◆ Aim of the exercise ◆
Transcribe the entries below with complete accuracy, excluding the pictures.
==== Records for the task ====
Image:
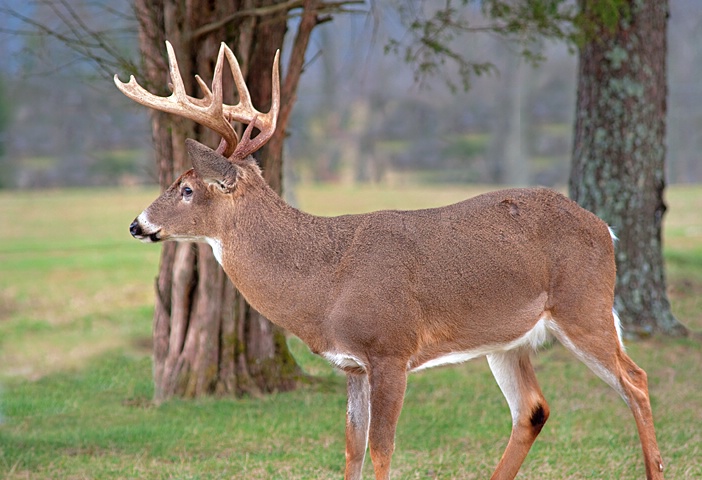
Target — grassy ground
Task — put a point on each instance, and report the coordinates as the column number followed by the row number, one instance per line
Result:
column 75, row 320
====
◆ Task output ◆
Image:
Target — grassy ground
Task — put a point on each instance, and report the coordinates as the column number followed by the row number, one instance per line
Result:
column 75, row 320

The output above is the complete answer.